# [Task brief]
Count the lines below that contain the string "ymax", and reply with the number alone.

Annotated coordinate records
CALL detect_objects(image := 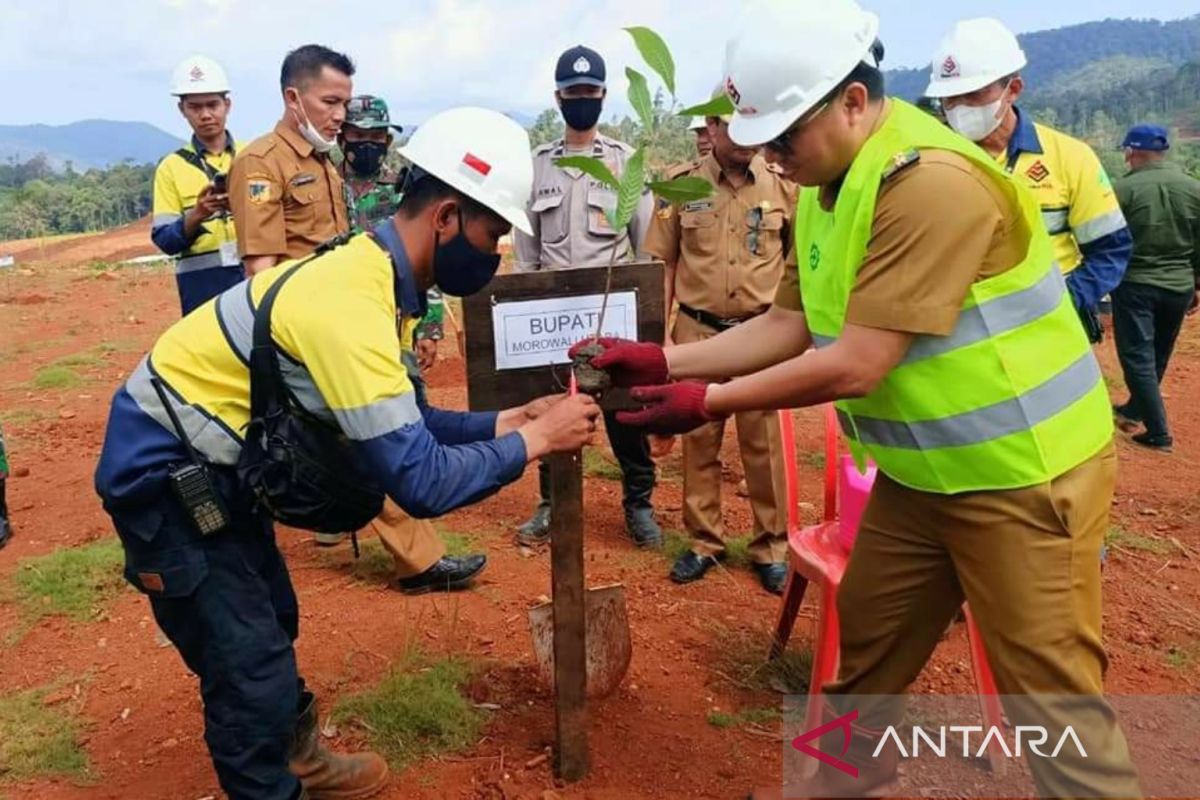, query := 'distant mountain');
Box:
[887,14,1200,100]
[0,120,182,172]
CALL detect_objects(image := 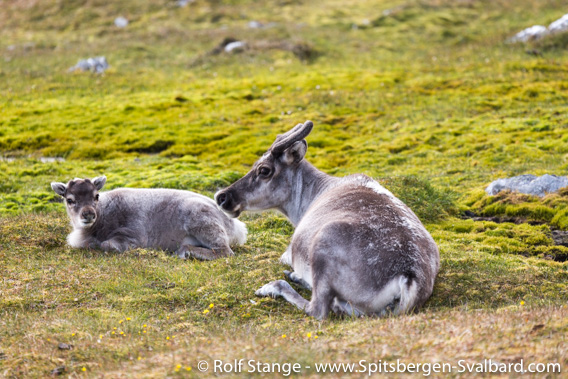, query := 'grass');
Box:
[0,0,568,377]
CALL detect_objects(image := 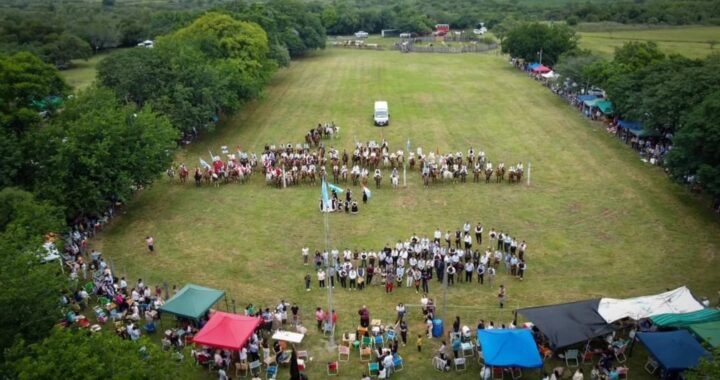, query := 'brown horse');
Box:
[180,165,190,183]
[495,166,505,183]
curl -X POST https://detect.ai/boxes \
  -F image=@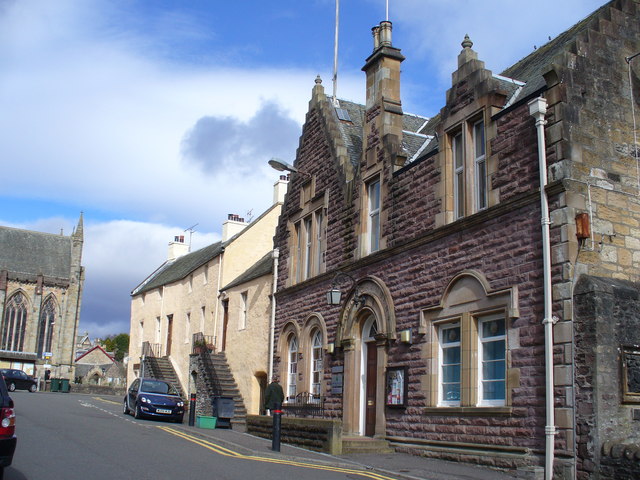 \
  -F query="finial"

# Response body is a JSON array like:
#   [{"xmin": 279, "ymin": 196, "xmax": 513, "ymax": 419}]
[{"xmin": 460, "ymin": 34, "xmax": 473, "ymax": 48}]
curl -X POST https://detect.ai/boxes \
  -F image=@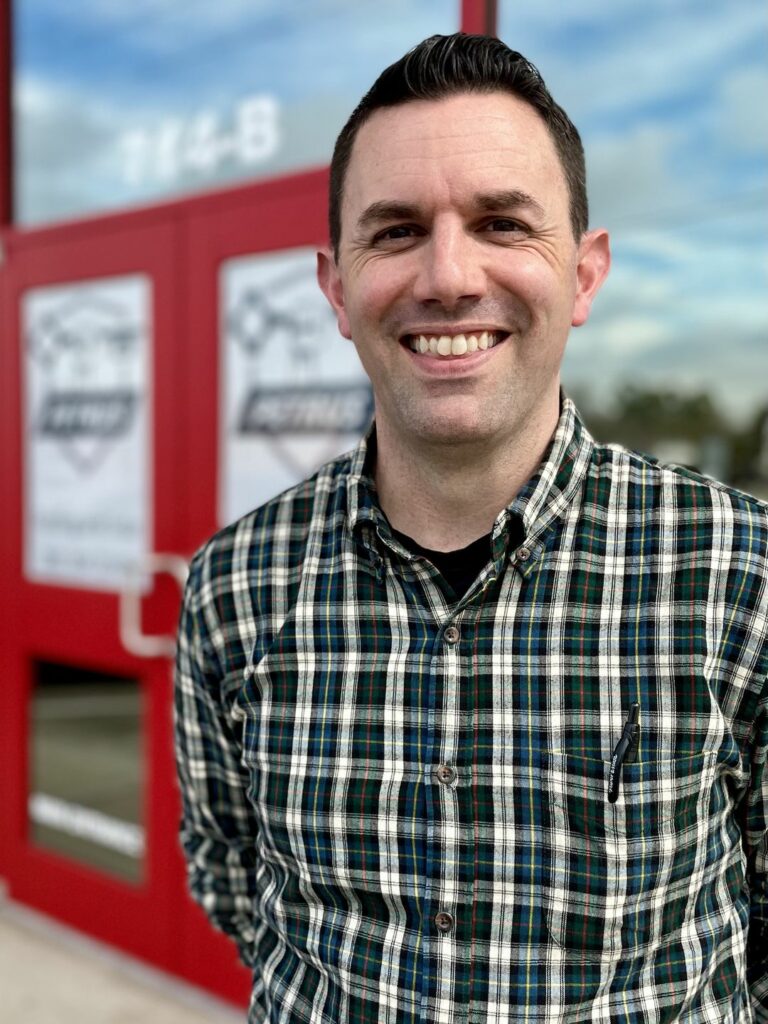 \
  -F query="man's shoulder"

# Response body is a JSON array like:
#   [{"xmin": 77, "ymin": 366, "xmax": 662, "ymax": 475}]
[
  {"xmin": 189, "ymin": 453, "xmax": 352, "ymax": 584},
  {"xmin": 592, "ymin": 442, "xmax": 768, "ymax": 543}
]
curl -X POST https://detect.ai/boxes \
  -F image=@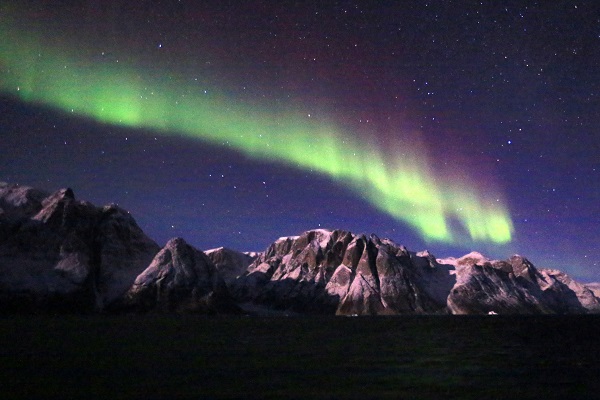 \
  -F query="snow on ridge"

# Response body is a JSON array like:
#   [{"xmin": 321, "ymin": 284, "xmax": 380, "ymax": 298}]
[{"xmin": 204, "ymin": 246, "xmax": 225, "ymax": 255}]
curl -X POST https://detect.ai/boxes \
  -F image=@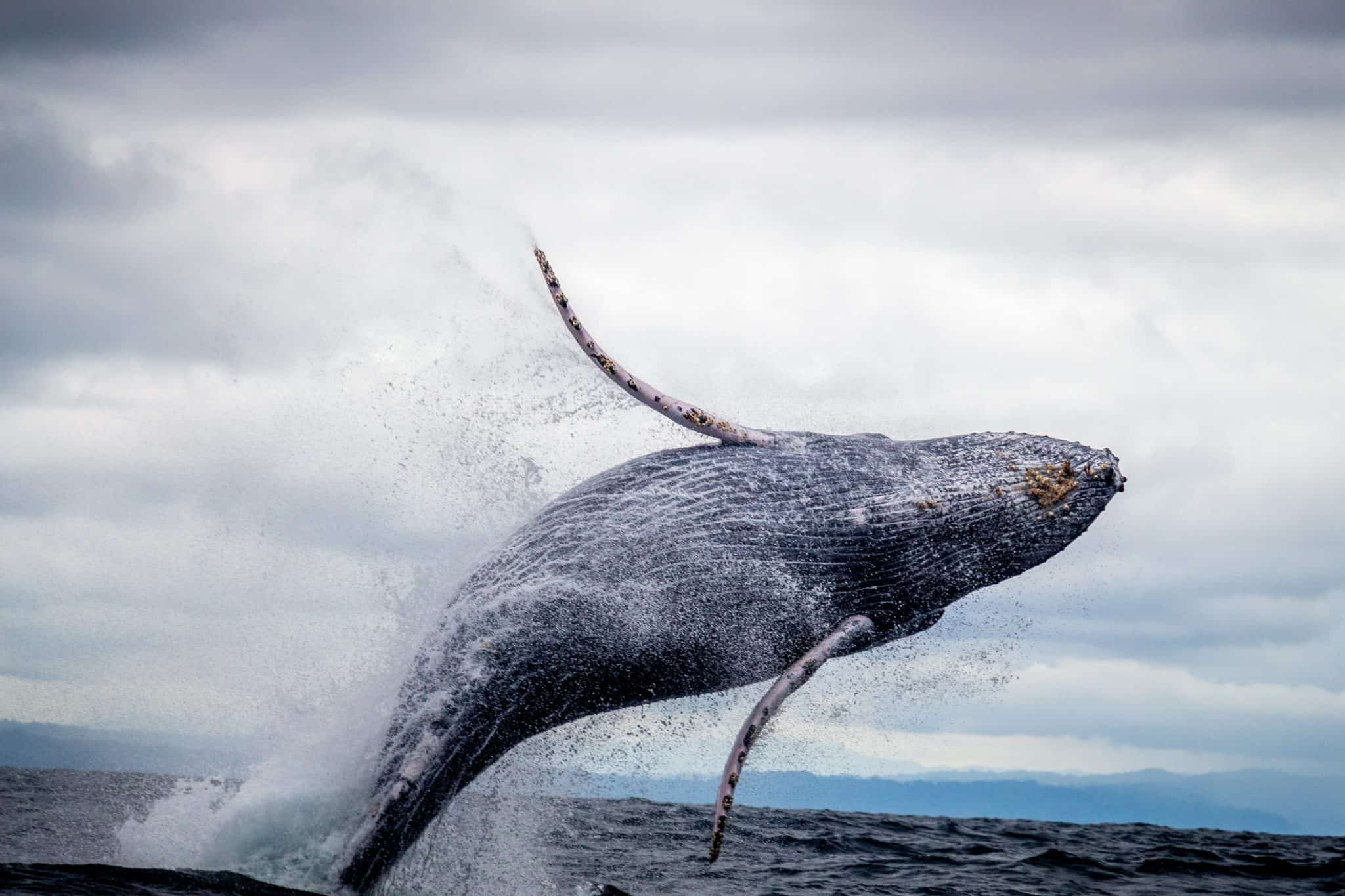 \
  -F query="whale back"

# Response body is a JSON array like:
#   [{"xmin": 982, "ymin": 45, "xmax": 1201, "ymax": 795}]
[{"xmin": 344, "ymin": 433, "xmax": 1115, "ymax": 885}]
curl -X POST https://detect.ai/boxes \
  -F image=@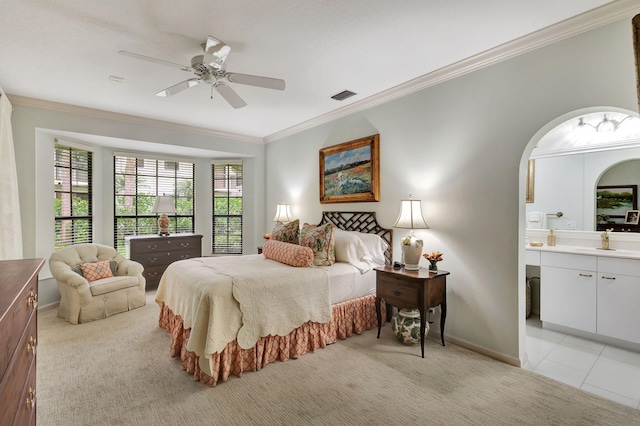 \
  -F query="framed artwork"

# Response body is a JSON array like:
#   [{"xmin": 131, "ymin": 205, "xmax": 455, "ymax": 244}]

# [Task output]
10